## Data to process
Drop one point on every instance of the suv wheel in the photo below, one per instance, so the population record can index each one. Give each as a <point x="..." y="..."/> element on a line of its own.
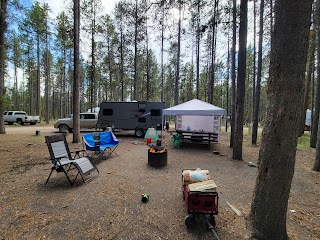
<point x="19" y="121"/>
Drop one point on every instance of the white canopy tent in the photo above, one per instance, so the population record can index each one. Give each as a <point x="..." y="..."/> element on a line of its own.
<point x="195" y="107"/>
<point x="197" y="112"/>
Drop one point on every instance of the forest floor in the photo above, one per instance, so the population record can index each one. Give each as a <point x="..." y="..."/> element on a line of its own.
<point x="109" y="205"/>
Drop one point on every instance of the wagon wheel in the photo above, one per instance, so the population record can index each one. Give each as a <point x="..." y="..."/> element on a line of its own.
<point x="190" y="221"/>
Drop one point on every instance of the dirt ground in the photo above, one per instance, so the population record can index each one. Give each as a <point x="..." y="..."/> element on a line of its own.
<point x="109" y="206"/>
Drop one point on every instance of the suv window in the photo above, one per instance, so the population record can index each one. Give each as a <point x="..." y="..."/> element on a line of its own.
<point x="89" y="116"/>
<point x="20" y="113"/>
<point x="155" y="112"/>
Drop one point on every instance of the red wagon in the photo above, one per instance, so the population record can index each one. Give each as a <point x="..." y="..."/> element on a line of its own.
<point x="201" y="198"/>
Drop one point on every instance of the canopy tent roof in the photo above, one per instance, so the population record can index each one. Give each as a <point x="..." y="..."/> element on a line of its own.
<point x="194" y="107"/>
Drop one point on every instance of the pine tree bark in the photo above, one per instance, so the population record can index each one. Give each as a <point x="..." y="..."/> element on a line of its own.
<point x="241" y="81"/>
<point x="233" y="71"/>
<point x="258" y="85"/>
<point x="316" y="165"/>
<point x="310" y="64"/>
<point x="316" y="111"/>
<point x="76" y="79"/>
<point x="289" y="46"/>
<point x="177" y="77"/>
<point x="3" y="29"/>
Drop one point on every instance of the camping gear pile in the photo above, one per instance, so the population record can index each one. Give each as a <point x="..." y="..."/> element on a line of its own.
<point x="201" y="197"/>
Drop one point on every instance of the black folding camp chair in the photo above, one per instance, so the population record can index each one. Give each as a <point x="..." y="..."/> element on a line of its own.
<point x="62" y="160"/>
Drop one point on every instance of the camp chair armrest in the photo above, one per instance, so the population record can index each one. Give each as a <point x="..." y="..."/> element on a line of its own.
<point x="78" y="153"/>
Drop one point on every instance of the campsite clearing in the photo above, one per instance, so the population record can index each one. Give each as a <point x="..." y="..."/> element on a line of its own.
<point x="109" y="205"/>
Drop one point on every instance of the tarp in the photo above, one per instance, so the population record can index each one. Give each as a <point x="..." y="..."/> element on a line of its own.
<point x="195" y="107"/>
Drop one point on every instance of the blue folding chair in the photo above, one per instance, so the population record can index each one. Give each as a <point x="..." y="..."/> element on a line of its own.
<point x="100" y="142"/>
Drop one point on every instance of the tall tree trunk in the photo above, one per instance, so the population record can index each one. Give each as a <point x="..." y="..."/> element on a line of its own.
<point x="76" y="78"/>
<point x="93" y="61"/>
<point x="309" y="69"/>
<point x="110" y="65"/>
<point x="289" y="45"/>
<point x="3" y="29"/>
<point x="213" y="52"/>
<point x="198" y="49"/>
<point x="47" y="112"/>
<point x="258" y="85"/>
<point x="227" y="82"/>
<point x="254" y="59"/>
<point x="122" y="65"/>
<point x="16" y="93"/>
<point x="162" y="44"/>
<point x="176" y="85"/>
<point x="38" y="109"/>
<point x="148" y="63"/>
<point x="241" y="81"/>
<point x="233" y="71"/>
<point x="316" y="165"/>
<point x="135" y="80"/>
<point x="316" y="110"/>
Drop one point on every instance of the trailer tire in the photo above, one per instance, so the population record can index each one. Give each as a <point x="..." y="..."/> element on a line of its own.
<point x="190" y="221"/>
<point x="19" y="121"/>
<point x="139" y="132"/>
<point x="63" y="128"/>
<point x="211" y="220"/>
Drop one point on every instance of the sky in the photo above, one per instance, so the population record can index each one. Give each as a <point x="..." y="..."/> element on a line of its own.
<point x="57" y="6"/>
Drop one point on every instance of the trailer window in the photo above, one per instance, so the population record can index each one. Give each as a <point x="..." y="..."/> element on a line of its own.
<point x="142" y="120"/>
<point x="142" y="107"/>
<point x="155" y="112"/>
<point x="87" y="116"/>
<point x="107" y="112"/>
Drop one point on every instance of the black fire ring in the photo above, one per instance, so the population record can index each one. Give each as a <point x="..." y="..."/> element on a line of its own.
<point x="157" y="159"/>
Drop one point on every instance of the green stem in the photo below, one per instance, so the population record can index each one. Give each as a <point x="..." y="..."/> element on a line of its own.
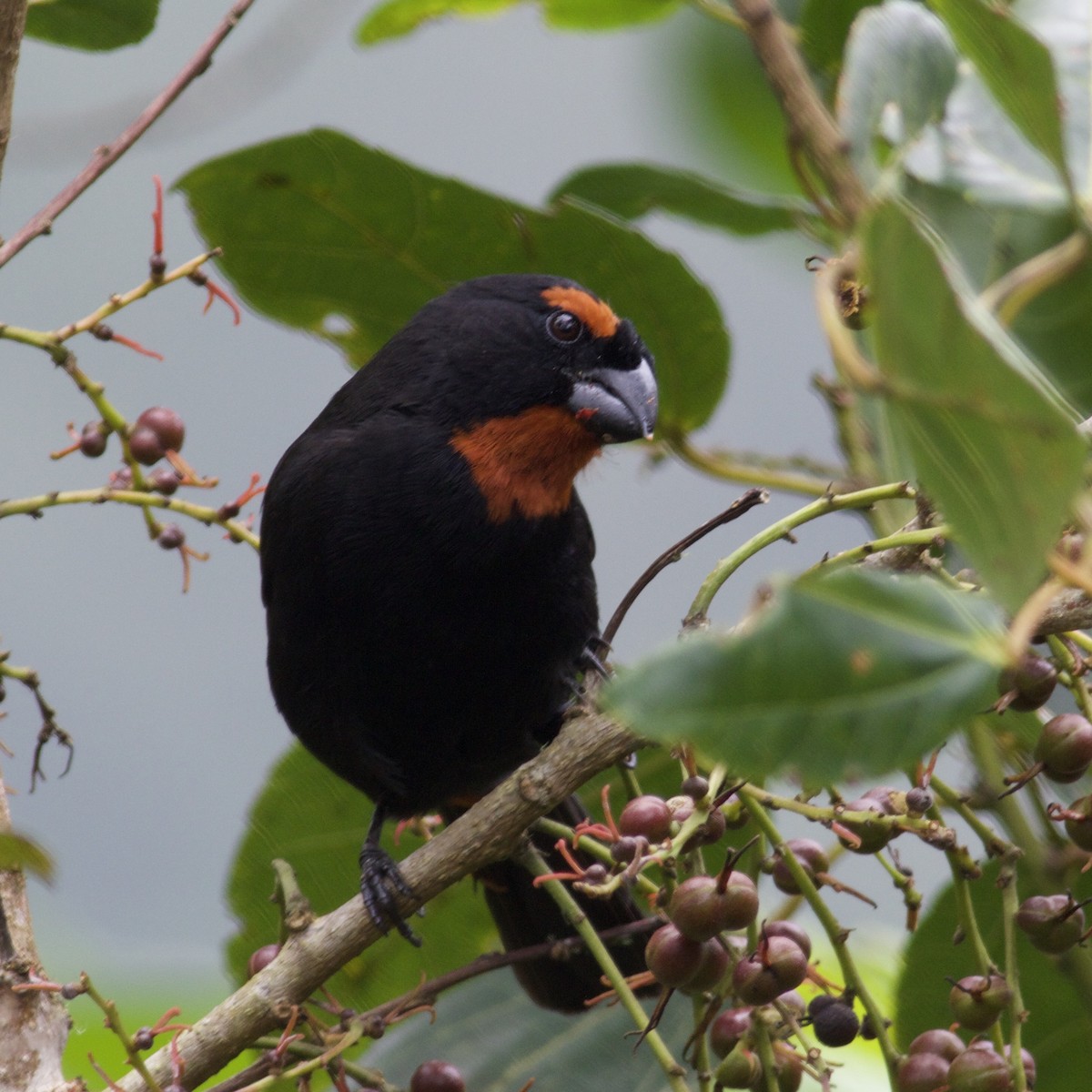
<point x="835" y="934"/>
<point x="32" y="506"/>
<point x="831" y="502"/>
<point x="533" y="862"/>
<point x="1010" y="904"/>
<point x="753" y="470"/>
<point x="114" y="1022"/>
<point x="922" y="536"/>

## Exercise aim
Your copy should consist only of the lines from the line holding "Drop one point on every instance of the green" through the final line of the listing above, both included, with all pictures omitted.

## Answer for the task
Drop one point on every instance of the green stem in the photo below, one per instance, so the population record can index each one. Give each as a <point x="..." y="..."/> element on a line of its own.
<point x="835" y="934"/>
<point x="32" y="506"/>
<point x="831" y="502"/>
<point x="533" y="862"/>
<point x="1010" y="904"/>
<point x="753" y="470"/>
<point x="114" y="1022"/>
<point x="922" y="536"/>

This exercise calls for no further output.